What is required = Please give back, exactly as written, only the line containing "Note: for every instance of the grassy" and every line after it until the data below ends.

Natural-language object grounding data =

###

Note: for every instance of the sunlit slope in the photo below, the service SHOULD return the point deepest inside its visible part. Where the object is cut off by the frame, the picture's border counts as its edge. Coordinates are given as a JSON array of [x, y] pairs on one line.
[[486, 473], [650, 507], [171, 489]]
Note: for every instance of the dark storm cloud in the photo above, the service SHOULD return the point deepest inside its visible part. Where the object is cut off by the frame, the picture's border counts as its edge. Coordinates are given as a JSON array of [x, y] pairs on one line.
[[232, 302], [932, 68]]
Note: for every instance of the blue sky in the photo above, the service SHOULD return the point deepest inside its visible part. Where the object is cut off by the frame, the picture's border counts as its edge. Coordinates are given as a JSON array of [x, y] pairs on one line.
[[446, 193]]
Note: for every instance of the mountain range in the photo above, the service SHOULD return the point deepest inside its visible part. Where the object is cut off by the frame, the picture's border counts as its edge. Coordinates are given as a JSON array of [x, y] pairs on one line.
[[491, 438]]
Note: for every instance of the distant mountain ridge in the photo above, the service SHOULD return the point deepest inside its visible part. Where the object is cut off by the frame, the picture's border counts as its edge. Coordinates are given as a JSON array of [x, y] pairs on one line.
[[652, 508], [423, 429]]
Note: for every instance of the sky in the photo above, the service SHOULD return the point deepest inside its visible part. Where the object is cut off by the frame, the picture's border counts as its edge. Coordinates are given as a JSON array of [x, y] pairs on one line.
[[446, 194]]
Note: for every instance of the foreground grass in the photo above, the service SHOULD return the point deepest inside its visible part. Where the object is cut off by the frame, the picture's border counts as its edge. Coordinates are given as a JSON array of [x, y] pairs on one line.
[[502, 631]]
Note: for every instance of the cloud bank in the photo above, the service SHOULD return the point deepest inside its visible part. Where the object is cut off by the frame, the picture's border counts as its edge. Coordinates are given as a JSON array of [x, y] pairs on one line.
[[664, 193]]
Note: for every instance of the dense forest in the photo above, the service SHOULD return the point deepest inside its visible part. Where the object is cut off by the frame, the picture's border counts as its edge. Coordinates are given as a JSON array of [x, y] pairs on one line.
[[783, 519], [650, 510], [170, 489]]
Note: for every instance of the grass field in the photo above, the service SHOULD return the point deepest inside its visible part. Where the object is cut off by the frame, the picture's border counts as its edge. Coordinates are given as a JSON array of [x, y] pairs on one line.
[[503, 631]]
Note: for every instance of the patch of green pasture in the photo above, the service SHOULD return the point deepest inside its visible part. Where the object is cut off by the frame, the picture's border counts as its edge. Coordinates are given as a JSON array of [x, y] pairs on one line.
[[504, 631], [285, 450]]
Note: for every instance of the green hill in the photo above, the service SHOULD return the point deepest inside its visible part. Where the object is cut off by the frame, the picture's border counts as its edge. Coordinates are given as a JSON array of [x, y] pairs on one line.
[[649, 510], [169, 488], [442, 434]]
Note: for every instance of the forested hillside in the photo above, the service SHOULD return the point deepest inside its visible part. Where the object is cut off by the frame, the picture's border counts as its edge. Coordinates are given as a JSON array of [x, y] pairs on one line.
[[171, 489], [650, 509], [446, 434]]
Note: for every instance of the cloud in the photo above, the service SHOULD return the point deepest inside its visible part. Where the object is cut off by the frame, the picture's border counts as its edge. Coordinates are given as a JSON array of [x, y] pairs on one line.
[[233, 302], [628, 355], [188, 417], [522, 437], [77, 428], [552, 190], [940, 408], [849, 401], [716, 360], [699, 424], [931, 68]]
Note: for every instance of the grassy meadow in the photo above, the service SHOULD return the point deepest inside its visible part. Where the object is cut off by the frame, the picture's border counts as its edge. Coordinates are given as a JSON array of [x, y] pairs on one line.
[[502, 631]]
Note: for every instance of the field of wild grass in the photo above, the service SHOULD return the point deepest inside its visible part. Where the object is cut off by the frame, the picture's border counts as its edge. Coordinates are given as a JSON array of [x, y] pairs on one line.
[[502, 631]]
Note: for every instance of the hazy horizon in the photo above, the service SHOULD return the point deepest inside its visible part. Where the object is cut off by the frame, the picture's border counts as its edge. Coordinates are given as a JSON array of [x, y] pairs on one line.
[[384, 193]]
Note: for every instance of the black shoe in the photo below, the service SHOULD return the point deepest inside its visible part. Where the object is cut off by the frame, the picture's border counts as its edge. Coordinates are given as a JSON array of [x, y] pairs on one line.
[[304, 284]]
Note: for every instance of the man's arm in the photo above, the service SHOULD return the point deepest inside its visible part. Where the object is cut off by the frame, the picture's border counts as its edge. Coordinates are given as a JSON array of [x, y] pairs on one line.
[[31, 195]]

###

Final answer =
Note: for every instance of the grassy meadow in the photo above, the service SHOULD return the point deepest inside its visible part. Where the object is cut off by the frame, the picture's border counts as its edge. Coordinates are given as a JSON array of [x, y] pairs on one line.
[[502, 631]]
Note: for every instance of the field of wild grass in the photo above, the service SHOULD return the point deepest inside its visible part. Where the object is cut off by the frame, the picture's border counts as its edge. Coordinates are given as a JSON array of [x, y] pairs on one line.
[[502, 631]]
Note: for every instance of the hazy horizon in the photo above, the service SHOULD return the point deepest inside its visible part. Where the object is cut off by the frame, the picture's border counts as its edge. Coordinates are given as a JSON array of [x, y] pairs on one line.
[[384, 193]]
Note: for every instance of the black shoe in the photo below, the service SHOULD return the point deepest inside its visible part. Where the object is cut off by the frame, the picture's border counts as its edge. Coordinates are given as a JSON array of [x, y] pairs on one line.
[[304, 284]]
Note: for every instance of the man's arm in the photo above, the service SHOULD return the point deepest inside its visible part. Where the object is cut off by the frame, the picture's border counts as its edge. Coordinates are given as a JSON array of [x, y] pairs on one line.
[[31, 195]]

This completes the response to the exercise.